STATED EXERCISE A. In the listing, begin at the line that has "of the easel" and stop after the last line of the listing. Reproduce that span, requests included, but multiply every coordinate in the answers by 0.35, rounding to whole numbers with halves rounded up, and leave the pictures out.

PAGE EXCERPT.
····················
Session III "Tibetan Dictionary Project", Leigh Brasington (Nepal-U.S.A)
This was the first public demonstration of an electronic Tibetan-English dictionary which will soon be available on the market. A fast search engine written in C makes the 81,950 entries of this tool readily available for Windows users. Although some difficulties remain when sorting the Tibetan composite alphabet, this contribution by a professional programmer demonstrates that the challenge of one of the most complex scriptures can be met with success when specialists are sufficiently motivated.
One of the important issues linked with dictionary projects is that of fonts. Available standards are still wanted, despite efforts made in this direction by the proponents of Unicode, which have not been implemented yet as a visible set of fonts. With the booming tendency of data distribution over the Web, choices in the short range have to be made, and scholars cannot wait for commercial companies to produce adequate soft and hardware. In this regard, the promise of Java has been highlighted several times by EBTI participants. The ability for the provider of information to define fonts seems especially promising.
2. Library Resources and Services
***Unscheduled Session***
An addendum to the program was made at the last minute, with a presentation by Mr. Gunner Mikkelsen, from the East Asian Studies Department of Aarhus University (Denmark), "An Electronic Corpus of Manichaean Texts"
He reported that the universities of Leuven (B), Lund (S) and Warwick (GB) have undertaken three main projects, which include: 1. The constitution of an Electronic Library of Manichaean Texts (with wordlists); 2. A dictionary of Manichaean terms and concepts (based upon the wordlists in 1,); 3. Corpus Fontium Manichaeorum (CFM), a collection of printed editions of the Manichaean texts providing these texts in their original fonts, standard transcriptions, translations, commentaries, and word indices.
····················
Records from a collection
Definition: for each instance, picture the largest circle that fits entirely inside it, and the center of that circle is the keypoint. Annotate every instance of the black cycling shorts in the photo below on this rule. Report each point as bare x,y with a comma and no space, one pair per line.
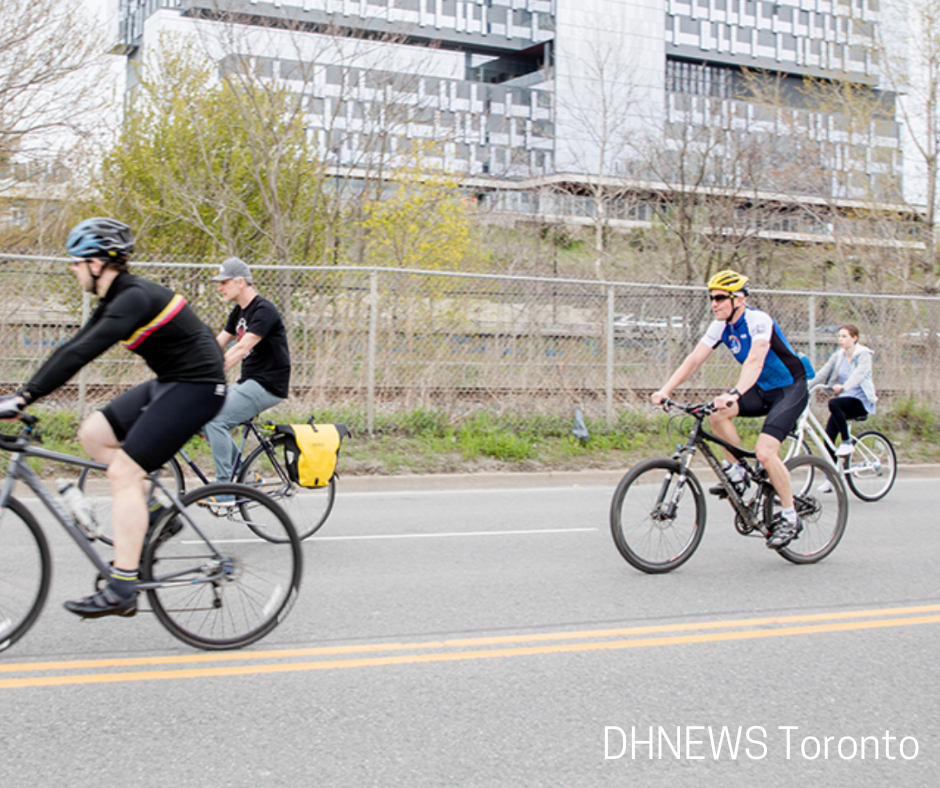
783,407
154,420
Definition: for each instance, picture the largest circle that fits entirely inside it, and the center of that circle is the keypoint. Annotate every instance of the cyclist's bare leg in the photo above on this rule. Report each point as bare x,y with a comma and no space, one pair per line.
128,511
127,478
723,426
767,454
98,439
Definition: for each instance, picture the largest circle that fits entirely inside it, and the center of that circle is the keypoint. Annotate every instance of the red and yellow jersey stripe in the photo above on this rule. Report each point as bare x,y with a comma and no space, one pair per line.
168,312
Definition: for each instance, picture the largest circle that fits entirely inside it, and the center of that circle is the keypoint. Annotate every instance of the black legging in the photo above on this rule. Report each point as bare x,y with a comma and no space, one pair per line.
840,410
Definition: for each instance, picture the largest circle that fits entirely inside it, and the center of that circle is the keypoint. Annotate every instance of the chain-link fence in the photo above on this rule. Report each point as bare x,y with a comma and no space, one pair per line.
383,339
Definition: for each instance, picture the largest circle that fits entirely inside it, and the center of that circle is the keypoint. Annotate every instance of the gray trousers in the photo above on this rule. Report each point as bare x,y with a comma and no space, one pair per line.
243,401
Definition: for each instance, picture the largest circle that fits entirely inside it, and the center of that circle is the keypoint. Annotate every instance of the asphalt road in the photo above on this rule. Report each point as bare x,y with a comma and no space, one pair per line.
494,637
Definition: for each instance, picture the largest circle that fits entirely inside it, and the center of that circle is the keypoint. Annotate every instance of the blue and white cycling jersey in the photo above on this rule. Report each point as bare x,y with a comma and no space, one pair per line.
782,366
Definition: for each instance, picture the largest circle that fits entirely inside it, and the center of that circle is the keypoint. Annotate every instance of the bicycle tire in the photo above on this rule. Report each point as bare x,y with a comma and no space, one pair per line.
873,466
823,515
648,539
102,506
25,571
256,581
307,507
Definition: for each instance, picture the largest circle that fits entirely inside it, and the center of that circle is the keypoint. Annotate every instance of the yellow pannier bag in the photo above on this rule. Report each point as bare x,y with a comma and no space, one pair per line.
311,451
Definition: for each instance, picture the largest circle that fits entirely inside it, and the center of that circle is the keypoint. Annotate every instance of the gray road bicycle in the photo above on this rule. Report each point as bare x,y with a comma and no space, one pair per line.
657,515
210,579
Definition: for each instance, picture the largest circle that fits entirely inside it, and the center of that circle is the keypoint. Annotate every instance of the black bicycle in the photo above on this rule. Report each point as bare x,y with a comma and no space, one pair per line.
264,469
657,516
209,579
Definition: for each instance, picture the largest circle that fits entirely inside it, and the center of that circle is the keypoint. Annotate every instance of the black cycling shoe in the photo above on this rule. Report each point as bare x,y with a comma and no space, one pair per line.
103,603
782,532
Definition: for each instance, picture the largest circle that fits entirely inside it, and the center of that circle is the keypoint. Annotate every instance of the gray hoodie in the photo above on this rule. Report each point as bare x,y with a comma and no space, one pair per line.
861,375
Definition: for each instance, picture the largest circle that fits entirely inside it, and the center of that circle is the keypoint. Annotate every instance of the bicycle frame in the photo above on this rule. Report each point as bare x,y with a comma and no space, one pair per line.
808,423
250,428
699,440
20,470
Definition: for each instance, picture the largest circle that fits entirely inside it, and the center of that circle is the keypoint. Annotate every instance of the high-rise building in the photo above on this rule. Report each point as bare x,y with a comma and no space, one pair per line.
523,89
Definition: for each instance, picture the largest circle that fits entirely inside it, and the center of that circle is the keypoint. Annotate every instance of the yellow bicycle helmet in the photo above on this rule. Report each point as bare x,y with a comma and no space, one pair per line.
730,281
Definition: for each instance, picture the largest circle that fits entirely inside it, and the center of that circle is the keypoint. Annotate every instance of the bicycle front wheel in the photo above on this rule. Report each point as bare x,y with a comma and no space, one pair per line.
222,586
823,514
308,508
25,571
657,515
873,466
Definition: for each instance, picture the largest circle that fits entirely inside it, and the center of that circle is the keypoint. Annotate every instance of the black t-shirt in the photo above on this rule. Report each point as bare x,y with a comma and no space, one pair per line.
149,320
268,362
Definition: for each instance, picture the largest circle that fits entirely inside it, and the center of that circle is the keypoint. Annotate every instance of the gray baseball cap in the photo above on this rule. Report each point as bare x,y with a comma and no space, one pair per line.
233,268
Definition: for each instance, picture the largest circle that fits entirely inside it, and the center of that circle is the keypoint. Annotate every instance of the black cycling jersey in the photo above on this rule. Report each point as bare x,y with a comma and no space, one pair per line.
149,320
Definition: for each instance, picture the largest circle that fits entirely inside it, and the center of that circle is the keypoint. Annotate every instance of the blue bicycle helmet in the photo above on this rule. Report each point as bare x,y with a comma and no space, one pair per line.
107,239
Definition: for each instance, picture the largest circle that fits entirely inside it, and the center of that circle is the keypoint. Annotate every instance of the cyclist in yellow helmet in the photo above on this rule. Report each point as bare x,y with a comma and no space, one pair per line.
771,383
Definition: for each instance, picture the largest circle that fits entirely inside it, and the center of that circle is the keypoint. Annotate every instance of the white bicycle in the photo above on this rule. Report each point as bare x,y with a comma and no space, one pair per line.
869,471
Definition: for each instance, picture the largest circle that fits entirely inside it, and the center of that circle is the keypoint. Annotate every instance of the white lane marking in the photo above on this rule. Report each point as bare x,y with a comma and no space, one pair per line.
364,537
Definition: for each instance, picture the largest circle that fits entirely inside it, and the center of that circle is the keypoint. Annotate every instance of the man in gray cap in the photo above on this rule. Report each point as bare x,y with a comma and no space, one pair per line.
254,336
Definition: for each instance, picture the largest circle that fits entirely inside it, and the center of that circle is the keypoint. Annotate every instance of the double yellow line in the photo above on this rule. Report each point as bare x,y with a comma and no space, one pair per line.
245,663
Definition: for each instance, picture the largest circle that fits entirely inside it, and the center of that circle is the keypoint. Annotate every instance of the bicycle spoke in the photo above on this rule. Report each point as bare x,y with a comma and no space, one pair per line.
258,578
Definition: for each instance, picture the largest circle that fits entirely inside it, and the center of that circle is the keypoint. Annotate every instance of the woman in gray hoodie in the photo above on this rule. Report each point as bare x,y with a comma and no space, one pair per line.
848,373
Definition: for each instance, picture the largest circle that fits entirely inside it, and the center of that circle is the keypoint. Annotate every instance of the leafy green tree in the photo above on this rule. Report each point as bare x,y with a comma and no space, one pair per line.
421,222
211,163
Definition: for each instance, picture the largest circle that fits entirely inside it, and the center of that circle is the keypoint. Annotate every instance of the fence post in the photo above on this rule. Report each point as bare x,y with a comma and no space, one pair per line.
370,358
83,373
609,393
812,330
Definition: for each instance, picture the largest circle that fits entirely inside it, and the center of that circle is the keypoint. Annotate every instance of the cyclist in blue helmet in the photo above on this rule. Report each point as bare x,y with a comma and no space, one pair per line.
141,429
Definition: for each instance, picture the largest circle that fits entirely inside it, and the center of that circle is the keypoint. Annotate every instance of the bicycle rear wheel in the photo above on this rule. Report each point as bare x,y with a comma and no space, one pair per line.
233,589
823,514
308,508
97,490
873,466
25,571
657,517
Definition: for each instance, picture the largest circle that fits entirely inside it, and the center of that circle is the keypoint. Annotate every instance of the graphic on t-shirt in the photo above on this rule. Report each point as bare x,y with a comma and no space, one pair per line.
240,329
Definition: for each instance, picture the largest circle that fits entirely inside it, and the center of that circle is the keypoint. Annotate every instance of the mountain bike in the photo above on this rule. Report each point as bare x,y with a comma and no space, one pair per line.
871,468
657,515
263,468
209,581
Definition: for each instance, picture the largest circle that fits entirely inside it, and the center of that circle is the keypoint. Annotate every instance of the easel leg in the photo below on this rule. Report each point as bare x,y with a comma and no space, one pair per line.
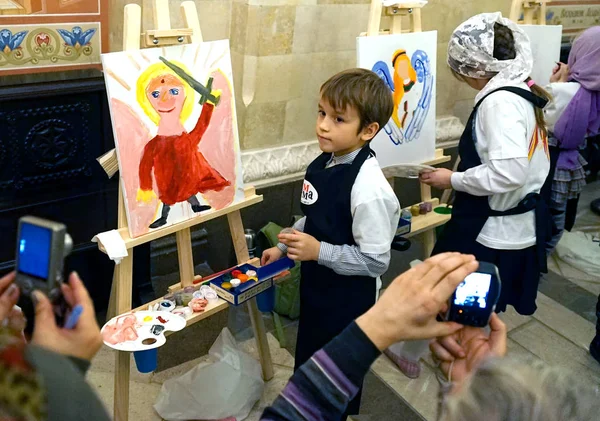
123,292
428,242
186,258
241,252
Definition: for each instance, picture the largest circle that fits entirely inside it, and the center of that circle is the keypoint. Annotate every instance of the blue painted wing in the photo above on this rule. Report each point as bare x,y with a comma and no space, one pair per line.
····················
STATED EXERCISE B. Copy the part of the session report that begins at the words "He reported that" and ends after "and word indices.", putting "glossary" in place of "dictionary" each time it occurs.

TASK OUTPUT A.
Definition: for each instance, picture the largest circle that fits entirely inside it, and the center of that circle is the keypoint. Annotate every instance of the easel leg in the photo below on this rule. Report each point as bare x,y with a comma and no space, one pair per line.
43,102
150,85
65,90
84,88
Definition: for each instance, picture the largest circle that fits entirely inside it, and the center of that circle is the keypoint. Annotate every instance of the blue painted wing in the photo above on this rule. Report each point as bare x,y with a comma and no space, one pair per line.

TASK OUTPUT B.
He reported that the universities of Leuven (B), Lund (S) and Warwick (GB) have undertaken three main projects, which include: 1. The constitution of an Electronic Library of Manichaean Texts (with wordlists); 2. A glossary of Manichaean terms and concepts (based upon the wordlists in 1,); 3. Corpus Fontium Manichaeorum (CFM), a collection of printed editions of the Manichaean texts providing these texts in their original fonts, standard transcriptions, translations, commentaries, and word indices.